### Set task
Rewrite the records below so that every "marker" becomes "point", leaving everything else unchanged. Omit the pictures from your answer.

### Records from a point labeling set
###
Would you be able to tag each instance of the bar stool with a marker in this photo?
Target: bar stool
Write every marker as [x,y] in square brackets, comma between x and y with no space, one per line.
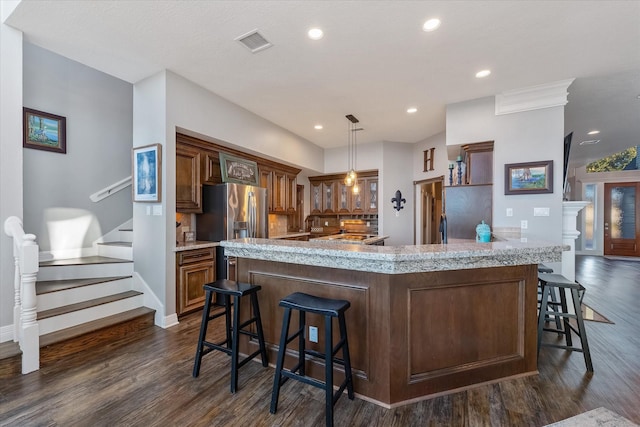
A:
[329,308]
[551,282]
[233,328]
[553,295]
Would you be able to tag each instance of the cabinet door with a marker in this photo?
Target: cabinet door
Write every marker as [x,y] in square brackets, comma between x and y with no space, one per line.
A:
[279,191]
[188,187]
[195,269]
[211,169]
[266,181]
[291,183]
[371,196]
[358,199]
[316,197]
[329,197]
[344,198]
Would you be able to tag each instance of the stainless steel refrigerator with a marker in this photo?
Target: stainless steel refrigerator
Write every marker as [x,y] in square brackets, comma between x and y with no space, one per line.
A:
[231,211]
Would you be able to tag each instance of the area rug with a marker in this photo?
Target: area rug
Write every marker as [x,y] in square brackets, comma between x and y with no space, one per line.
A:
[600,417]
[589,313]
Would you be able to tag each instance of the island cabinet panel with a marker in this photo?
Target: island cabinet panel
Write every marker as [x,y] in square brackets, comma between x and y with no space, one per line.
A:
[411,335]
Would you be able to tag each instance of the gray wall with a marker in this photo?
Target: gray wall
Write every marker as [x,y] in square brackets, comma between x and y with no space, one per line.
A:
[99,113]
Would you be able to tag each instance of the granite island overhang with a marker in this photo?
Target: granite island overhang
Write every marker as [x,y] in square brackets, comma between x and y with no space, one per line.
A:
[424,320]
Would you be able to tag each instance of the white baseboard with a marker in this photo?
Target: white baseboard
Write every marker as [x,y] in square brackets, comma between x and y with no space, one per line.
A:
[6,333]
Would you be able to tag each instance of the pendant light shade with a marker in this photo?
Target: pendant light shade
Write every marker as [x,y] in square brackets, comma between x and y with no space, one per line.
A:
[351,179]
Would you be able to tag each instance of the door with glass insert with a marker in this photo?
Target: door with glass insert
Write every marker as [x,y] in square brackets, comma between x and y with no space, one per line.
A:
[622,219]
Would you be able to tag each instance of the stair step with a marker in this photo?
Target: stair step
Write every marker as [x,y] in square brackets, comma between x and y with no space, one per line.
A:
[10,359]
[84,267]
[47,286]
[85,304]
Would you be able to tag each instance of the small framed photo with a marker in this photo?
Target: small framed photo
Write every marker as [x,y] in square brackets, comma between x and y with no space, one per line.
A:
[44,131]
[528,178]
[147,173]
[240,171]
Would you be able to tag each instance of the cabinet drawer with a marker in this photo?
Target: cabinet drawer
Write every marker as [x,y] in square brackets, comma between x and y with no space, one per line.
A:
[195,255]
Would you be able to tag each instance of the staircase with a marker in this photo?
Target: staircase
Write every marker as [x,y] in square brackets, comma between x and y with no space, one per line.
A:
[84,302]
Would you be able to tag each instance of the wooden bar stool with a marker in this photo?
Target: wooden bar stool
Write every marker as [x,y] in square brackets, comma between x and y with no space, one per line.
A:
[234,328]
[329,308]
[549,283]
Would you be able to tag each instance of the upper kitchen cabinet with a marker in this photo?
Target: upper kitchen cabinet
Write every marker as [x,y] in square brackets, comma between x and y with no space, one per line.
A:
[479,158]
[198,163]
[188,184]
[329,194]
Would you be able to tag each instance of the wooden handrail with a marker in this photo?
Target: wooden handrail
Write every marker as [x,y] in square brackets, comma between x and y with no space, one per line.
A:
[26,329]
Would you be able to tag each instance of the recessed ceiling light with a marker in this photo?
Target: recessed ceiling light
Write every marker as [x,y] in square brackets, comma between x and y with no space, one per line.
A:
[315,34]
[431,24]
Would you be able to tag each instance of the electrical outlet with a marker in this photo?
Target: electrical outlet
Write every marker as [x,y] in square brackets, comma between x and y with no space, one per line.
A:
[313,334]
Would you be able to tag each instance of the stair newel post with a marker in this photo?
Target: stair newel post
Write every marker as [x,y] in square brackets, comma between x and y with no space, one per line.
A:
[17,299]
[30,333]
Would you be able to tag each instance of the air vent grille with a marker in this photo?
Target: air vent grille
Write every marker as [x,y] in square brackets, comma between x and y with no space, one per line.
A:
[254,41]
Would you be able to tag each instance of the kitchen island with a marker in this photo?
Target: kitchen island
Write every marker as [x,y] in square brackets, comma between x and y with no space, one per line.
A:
###
### Solution to the exercise
Would you be able to tag each instance of the bar stool with a point in this photo?
Target: bar stool
Write every point as [x,y] in square brackets, comma between x and y with no space, one per line.
A:
[329,308]
[551,282]
[233,328]
[553,295]
Would you be able to tag each instance of the cabinet door with a point in this photo?
Target: cabinet door
Write every point as [x,y] in square brackets, comma between x and y with no space, one per line.
A:
[279,191]
[188,187]
[195,269]
[211,169]
[266,181]
[291,183]
[371,196]
[358,199]
[316,197]
[329,197]
[344,198]
Would you be able to tag each instance of the stainless steel refrigerator with a point in this photo?
Target: stainless steel refrigerator
Write every point as [x,y] in square brackets, comma between x and y with no space, one per line.
A:
[231,211]
Would you be able to tag each instance of the area rug with a point in this photo?
Target: area rug
Write every point as [x,y] in square brackets, comma between x and y with no space, one per line.
A:
[600,417]
[589,313]
Would you be able to tag each instance of the island cabinet panel with a point in this photo?
Target: island cabinet panel
Write every point as [x,y] in square brackets, comma between x and y with no space, one per line.
A:
[411,335]
Would you be able to tag each instance of the gray wall with a point in this photo?
Target: gray wall
Write every point as [x,y] in square brackets, comma between x and y with no space, one per line.
A:
[99,113]
Would you be able to tag each instance of the granite island overhang with a point in this photo?
Target: granite island overhang
Write every point as [x,y] in square brackets, comma between x and y with no space, one per line.
A:
[424,320]
Would you be able to tag each instance of the white baseboard with a point in this photo?
Target: white baseboard
Write every point as [x,y] in square brackets, comma between x and y with no space, one per line.
A:
[6,333]
Would you be able to tag each instance of the pendant light shade with a point in this photo?
Target: pendant light shade
Write every point as [x,y] in square brackets, comma between x and y with no space, one per line.
A:
[351,179]
Would you be able to tag each instance of the door with glass insert with a point in this photo?
Target: door with glass insert
Write every point as [x,y] in square brackets, comma between x and y with no space, one per line.
A:
[622,219]
Would you be able to tag each instance of the stair step with a point in this photo?
Target: stair step
Write every point as [x,y] in square brackets, comma between x and y with no space, one per line.
A:
[10,359]
[84,267]
[47,286]
[85,304]
Would you be able to tag each instance of the small framed photo with a point in this photo?
Target: small framed photo
Write every point as [x,y] in square brackets, comma between x and y with no space, one per line.
A:
[44,131]
[528,178]
[147,173]
[240,171]
Would you be able to tag each instance of the cabinet drawer with a point in this photo?
Target: cabinet drawer
Write every point as [x,y] in square brackets, comma between x and y with no space, one per line.
A:
[195,255]
Would you be able to tag each instance of the staircase with a point in this photo?
Target: staircase
Write every point as [x,y] in square brackets, comma between x and y with no space, one per line.
A:
[84,302]
Would you be able to tag each instance of the wooden bar stool with a point in this photo?
Target: wooden bar stool
Write every point as [x,y] in square brackets, comma between x and y with no space, one per line.
A:
[234,328]
[329,308]
[549,283]
Would you be able to tag each instance of the upper kitchen cabinet with a point in this photo?
Target: upper kitchen cabinet
Write every point as [x,y] in square brackets, comma between x and y with no space, one per line.
A:
[479,158]
[198,163]
[188,184]
[329,194]
Would you be able to tag each instance of the wooden handrail with a point in this photo?
Target: wooden handrail
Write every point as [x,y] in square brackets, comma between x and y with no space, one per line.
A:
[26,329]
Would you be able to tag each instance of the recessed ceiling light with a point in this photo?
Target: recessed ceiling light
Write every point as [x,y] in square brackets, comma between x and y with no space, one per line.
A:
[315,34]
[431,24]
Would you be able to tag each instance of the electrical outlet with a point in this photo?
Target: electrical outlet
Write every point as [x,y] in square brackets, comma between x and y with no space, one per line.
A:
[313,334]
Would you be able to tag each instance of the stair newel post with a point in this photo?
Target: stair newel post
Write every point as [x,y] in square brackets, comma between x and y with no space, one per line.
A:
[17,299]
[30,333]
Would you be able to tag each instance of the air vent grille with a point in this photo?
Target: air vent grille
Write every point as [x,y] in square brackets, comma between x and y with no space, one per line.
A:
[254,41]
Would you be able to tag each instance of the kitchen island with a point in this photo?
Target: kitchen island
Write every point as [x,y] in square brackets, comma between x and y with no space, one per line.
A:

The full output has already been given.